EXCERPTED PASSAGE ::
========================================================================

A plaintiff may show discrimination by direct or circumstantial evidence. See McDonnell Douglas Corp. v. Green, 411 U.S. 792, 802-04 (1973) (establishing framework for cases involving circumstantial evidence); Price Waterhouse v. Hopkins, 490 U.S. 228, 258 (1989) (establishing framework for cases involving direct evidence). Under the direct evidence analysis, a plaintiff must present "evidence of conduct or statements by persons involved in the decision-making process that may be viewed as directly reflecting the alleged discriminatory attitude sufficient to permit the factfinder to infer that the attitude was more likely than not a motivating factor in the employer's decision."Radabaugh v. Zip Feed Mills, Inc., 997 F.2d 444, 449 (8th Cir. 1993) (internal quotation omitted). Once the plaintiff has made this threshold showing, "the burden of persuasion then shifts to the employer to prove that it would have terminated the employee even without the illegitimate criterion." Philipp v. ANR Freight Sys., Inc., 61 F.3d 669, 673 (8th Cir. 1995). Munshi argues that he has direct evidence of discrimination, in the form of comments made by Schwartz, Alliant's CEO. According to Buck, Munshi's former supervisor, after a meeting at which Munshi made a presentation to Schwartz, Schwartz told Buck that Schwartz did not understand a word Munshi said, and that Buck should fire Munshi. (Buck Aff. ¶ 8.) Munshi contends that this evidence shifts the burden to Alliant, so that the Court need not engage in the McDonnell Douglas burden-shifting analysis.

Alliant disputes the import of these remarks, claiming that Schwartz meant that he did not understand the logic of Munshi's presentation, and thus thought Munshi should be fired. Thus, according to Alliant, Schwartz's statements are not direct evidence of a discriminatory motive. Alliant also argues that Schwartz did not participate in the decision to terminate Munshi, so that his statements cannot be construed to reflect the alleged discriminatory attitude of Alliant in Munshi's termination.

Munshi has also raised specter of discrimination in comments made by Meyers at his deposition. Although it is undisputed that Munshi is dark-skinned and has such a heavy accent that it is often difficult to understand him, Meyers testified that there was no difference between the color of his skin (Meyers is white) and the color of Munshi's skin (Meyers Dep. at 105-07.) Meyers also claimed that he did not notice that Munshi had any accent at all. (Id. at 100-05.) According to Meyers, Munshi's accent and skin color were "not an issue" for him. (Id. at 105.) To paraphrase Shakespeare, perhaps Meyers "doth protest too much." William Shakespeare, Hamlet, act 3, sc. 2. A reasonable jury could view Meyers' comments as indicating that he may have had a discriminatory motive when he decided to terminate Munshi.

========================================================================

SET TASK A ::
Name every court case cited in the excerpt.
The excerpt and the rows come from separate, unrelated sources.

(Source data)
========================================================================

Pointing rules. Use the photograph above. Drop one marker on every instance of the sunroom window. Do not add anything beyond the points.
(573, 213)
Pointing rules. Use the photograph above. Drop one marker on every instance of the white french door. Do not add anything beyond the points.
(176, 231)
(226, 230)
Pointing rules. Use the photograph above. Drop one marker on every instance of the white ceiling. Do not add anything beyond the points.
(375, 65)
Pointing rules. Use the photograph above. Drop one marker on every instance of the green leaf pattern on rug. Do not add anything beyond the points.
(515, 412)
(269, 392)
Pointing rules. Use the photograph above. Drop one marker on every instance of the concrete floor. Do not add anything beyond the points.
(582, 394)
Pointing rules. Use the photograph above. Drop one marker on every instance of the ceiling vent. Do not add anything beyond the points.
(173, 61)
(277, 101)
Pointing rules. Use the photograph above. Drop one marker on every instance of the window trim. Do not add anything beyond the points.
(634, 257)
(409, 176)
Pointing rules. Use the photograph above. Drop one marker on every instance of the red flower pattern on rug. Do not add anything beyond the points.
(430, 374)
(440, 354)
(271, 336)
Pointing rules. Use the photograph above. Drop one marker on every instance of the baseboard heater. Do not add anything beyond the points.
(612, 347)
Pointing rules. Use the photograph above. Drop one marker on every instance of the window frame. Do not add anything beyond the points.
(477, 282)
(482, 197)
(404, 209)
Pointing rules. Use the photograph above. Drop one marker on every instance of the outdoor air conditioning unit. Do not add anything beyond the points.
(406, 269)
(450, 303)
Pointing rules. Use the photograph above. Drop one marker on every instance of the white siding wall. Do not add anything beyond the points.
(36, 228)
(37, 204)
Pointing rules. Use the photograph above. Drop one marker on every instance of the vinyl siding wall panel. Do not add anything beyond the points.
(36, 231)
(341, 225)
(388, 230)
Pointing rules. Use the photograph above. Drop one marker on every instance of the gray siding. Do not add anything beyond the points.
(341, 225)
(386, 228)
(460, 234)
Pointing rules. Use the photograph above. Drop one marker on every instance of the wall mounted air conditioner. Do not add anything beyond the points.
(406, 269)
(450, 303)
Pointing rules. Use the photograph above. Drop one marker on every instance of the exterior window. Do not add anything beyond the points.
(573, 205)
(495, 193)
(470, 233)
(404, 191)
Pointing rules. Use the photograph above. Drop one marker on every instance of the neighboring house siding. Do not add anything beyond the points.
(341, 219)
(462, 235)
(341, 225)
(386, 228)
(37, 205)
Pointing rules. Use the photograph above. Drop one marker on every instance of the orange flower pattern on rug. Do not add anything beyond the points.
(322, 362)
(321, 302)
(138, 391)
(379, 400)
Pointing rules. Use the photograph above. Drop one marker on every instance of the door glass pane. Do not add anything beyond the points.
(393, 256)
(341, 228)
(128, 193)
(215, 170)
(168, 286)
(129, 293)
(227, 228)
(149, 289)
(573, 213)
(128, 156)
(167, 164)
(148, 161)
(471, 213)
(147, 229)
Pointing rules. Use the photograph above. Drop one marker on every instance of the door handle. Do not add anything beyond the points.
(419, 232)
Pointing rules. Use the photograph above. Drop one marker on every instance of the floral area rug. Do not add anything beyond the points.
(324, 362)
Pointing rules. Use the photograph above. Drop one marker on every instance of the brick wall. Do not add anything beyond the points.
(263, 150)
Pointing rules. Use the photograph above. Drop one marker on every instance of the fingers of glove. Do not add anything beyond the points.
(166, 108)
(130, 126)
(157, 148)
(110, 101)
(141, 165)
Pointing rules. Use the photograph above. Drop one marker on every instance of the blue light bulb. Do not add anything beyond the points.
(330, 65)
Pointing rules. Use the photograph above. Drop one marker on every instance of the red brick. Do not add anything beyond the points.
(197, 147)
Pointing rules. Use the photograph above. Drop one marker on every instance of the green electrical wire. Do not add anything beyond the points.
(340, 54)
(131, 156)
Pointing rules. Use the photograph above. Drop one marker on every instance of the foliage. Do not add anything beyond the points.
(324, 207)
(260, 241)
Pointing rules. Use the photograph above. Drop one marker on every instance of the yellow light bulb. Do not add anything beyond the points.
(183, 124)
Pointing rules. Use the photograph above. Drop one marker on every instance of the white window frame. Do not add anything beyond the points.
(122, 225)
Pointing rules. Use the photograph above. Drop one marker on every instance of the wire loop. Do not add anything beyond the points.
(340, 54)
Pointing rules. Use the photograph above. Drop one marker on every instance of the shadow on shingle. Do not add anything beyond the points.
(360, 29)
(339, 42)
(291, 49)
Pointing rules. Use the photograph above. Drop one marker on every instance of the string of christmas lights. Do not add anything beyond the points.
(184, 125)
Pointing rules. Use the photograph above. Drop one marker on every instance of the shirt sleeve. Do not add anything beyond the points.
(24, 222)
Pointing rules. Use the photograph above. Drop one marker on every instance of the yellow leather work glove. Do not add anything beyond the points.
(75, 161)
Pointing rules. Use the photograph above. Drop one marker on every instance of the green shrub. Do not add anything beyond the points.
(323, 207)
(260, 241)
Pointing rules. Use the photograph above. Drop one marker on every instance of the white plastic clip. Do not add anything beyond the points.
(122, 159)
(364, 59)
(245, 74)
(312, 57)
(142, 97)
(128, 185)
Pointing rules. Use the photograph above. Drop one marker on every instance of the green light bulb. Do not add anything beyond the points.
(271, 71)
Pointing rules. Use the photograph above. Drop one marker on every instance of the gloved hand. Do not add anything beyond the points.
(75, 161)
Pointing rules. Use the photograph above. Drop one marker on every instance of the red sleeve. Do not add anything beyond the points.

========================================================================

SET TASK B ::
Please return the rows word for word, from the line that contains "shingle. Do not add anything beyond the points." through the last line of the rows, including both of those lines.

CORRECT RESULT A ::
McDonnell Douglas Corp. v. Green
Price Waterhouse v. Hopkins
Radabaugh v. Zip Feed Mills, Inc.
Philipp v. ANR Freight Sys., Inc.

CORRECT RESULT B ::
Pointing rules. Use the photograph above. Drop one marker on every instance of the shadow on shingle. Do not add anything beyond the points.
(360, 29)
(339, 42)
(291, 49)
Pointing rules. Use the photograph above. Drop one marker on every instance of the string of christmas lights. Do not add anything beyond the points.
(184, 125)
Pointing rules. Use the photograph above. Drop one marker on every instance of the shirt sleeve. Do not add anything beyond the points.
(24, 222)
Pointing rules. Use the photograph above. Drop one marker on every instance of the yellow leather work glove. Do not add anything beyond the points.
(75, 161)
Pointing rules. Use the photograph above. Drop one marker on every instance of the green shrub. Do not add anything beyond the points.
(323, 207)
(260, 241)
Pointing rules. Use the photograph above. Drop one marker on every instance of the white plastic clip. Do not add anything beyond the points.
(122, 159)
(364, 59)
(245, 74)
(312, 57)
(142, 97)
(128, 185)
Pointing rules. Use the photograph above. Drop one marker on every instance of the green light bulb. Do not add anything beyond the points.
(271, 71)
Pointing rules. Use the photograph above. Drop one marker on every instance of the gloved hand. Do not add anything beyond the points.
(75, 161)
Pointing rules. Use the photograph above. Drop one marker on every instance of the red sleeve. Do not add anything beyond the points.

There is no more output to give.